• [DESCRIPTION OF THE TASK]:
Print all of the data exactly, but drop the pictures.

[Opening THE RECORDS section]

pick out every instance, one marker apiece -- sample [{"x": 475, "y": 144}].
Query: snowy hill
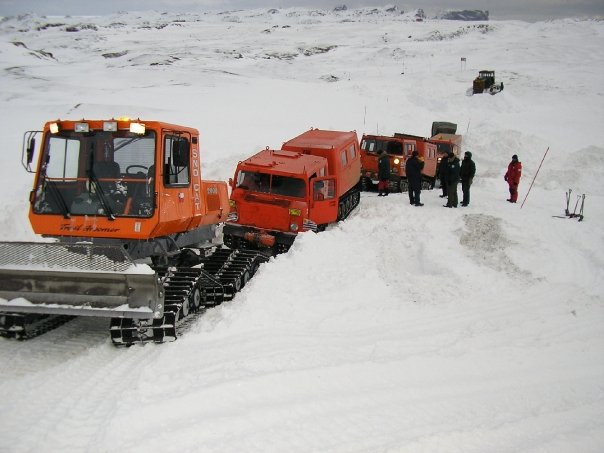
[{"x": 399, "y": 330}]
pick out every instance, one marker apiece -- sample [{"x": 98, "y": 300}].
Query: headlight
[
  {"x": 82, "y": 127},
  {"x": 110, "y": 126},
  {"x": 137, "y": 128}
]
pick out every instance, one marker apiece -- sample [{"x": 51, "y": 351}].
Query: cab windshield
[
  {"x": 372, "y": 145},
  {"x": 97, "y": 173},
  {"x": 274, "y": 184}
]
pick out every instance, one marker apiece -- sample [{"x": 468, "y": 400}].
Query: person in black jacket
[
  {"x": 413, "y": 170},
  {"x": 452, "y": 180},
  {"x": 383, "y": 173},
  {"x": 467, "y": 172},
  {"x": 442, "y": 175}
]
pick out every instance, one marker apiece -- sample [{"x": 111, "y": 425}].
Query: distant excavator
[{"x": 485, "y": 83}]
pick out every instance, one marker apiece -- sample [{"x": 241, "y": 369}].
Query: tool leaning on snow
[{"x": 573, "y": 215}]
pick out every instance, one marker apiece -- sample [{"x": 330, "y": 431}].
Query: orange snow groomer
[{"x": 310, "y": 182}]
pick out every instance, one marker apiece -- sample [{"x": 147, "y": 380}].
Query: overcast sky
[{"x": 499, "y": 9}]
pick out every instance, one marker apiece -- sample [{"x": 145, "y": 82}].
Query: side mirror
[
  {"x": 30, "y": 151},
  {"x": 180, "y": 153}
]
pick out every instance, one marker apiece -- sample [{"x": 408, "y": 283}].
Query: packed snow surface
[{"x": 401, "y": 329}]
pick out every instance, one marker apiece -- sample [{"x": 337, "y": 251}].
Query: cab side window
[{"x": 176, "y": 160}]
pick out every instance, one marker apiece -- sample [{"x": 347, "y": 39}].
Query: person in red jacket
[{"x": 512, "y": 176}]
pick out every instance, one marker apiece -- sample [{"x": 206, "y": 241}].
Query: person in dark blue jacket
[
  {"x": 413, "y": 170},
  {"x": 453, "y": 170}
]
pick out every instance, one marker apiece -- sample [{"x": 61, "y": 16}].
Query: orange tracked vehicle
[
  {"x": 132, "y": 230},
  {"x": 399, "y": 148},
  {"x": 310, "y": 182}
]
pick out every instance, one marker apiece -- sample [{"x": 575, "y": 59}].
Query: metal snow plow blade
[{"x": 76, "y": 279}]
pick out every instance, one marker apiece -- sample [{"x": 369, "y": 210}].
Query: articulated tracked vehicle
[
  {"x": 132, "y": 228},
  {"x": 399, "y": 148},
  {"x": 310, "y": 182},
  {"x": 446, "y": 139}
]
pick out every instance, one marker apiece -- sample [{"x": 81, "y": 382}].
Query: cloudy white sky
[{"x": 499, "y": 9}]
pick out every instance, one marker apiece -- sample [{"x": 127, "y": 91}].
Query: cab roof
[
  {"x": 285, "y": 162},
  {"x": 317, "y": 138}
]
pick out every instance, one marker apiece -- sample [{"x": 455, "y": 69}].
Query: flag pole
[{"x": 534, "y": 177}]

[Closing THE RECORDS section]

• [EXERCISE RESPONSE]:
pick out every instance, one marker apiece -- sample [{"x": 475, "y": 144}].
Query: snowy hill
[{"x": 399, "y": 330}]
pick out every instance, one marker apiece -- sample [{"x": 98, "y": 300}].
Query: headlight
[
  {"x": 82, "y": 127},
  {"x": 110, "y": 126},
  {"x": 137, "y": 128}
]
pick out every instance, one marker apiece -- sample [{"x": 51, "y": 351}].
Query: cab windshield
[
  {"x": 372, "y": 145},
  {"x": 97, "y": 173},
  {"x": 274, "y": 184}
]
pick out every instance, one marker apiece -- sample [{"x": 468, "y": 400}].
Query: person in black jacket
[
  {"x": 413, "y": 170},
  {"x": 452, "y": 180},
  {"x": 383, "y": 173},
  {"x": 467, "y": 172},
  {"x": 442, "y": 175}
]
pick out every instance, one marker apiece -- sample [{"x": 111, "y": 425}].
Query: distant excavator
[{"x": 485, "y": 83}]
pick out every instance, one marker apiece -- sample [{"x": 241, "y": 369}].
Query: tool leaning on snow
[{"x": 573, "y": 215}]
pick out every instance, one marker apiece -- sample [{"x": 330, "y": 431}].
Query: orange snow groomer
[{"x": 310, "y": 182}]
pick out every instance, one marker apiece -- sample [{"x": 147, "y": 380}].
Query: overcast sky
[{"x": 499, "y": 9}]
pick out every instance, one marker apiece -- sample [{"x": 145, "y": 82}].
Query: side mirror
[
  {"x": 30, "y": 151},
  {"x": 180, "y": 153}
]
pick out every instance, one marker apiece -- sample [{"x": 408, "y": 283}].
Query: packed snow surface
[{"x": 401, "y": 329}]
pick out every instance, one marker apiece -- sample [{"x": 337, "y": 251}].
Query: cab side window
[{"x": 176, "y": 160}]
pick out every instance, one marker apiece -- sample [{"x": 347, "y": 39}].
Query: person in red jacket
[{"x": 512, "y": 176}]
pick out every instance, one marker apiece -- sample [{"x": 206, "y": 241}].
Query: person in dark blue jacket
[
  {"x": 413, "y": 170},
  {"x": 453, "y": 170}
]
pick out every instance, one marker apiece -- sample [{"x": 61, "y": 16}].
Query: orange tracked vehicle
[
  {"x": 132, "y": 230},
  {"x": 399, "y": 148},
  {"x": 310, "y": 182}
]
pick out every instance, one marker apiece -- sample [{"x": 575, "y": 59}].
Query: metal snow plow blade
[{"x": 76, "y": 279}]
pick out every instance, one marker apiece -- sample [{"x": 369, "y": 210}].
Query: articulated tracked vehicle
[
  {"x": 132, "y": 228},
  {"x": 399, "y": 148},
  {"x": 310, "y": 182},
  {"x": 446, "y": 139}
]
pick out every instance, one marker apiece -- sample [{"x": 81, "y": 382}].
Query: cloudy white sky
[{"x": 499, "y": 9}]
pick out every instance, one marker apiece -- sample [{"x": 127, "y": 91}].
Query: cab roof
[
  {"x": 285, "y": 162},
  {"x": 317, "y": 138}
]
pick out every instance, one marker apiece -- sample [{"x": 455, "y": 69}].
Query: flag pole
[{"x": 534, "y": 177}]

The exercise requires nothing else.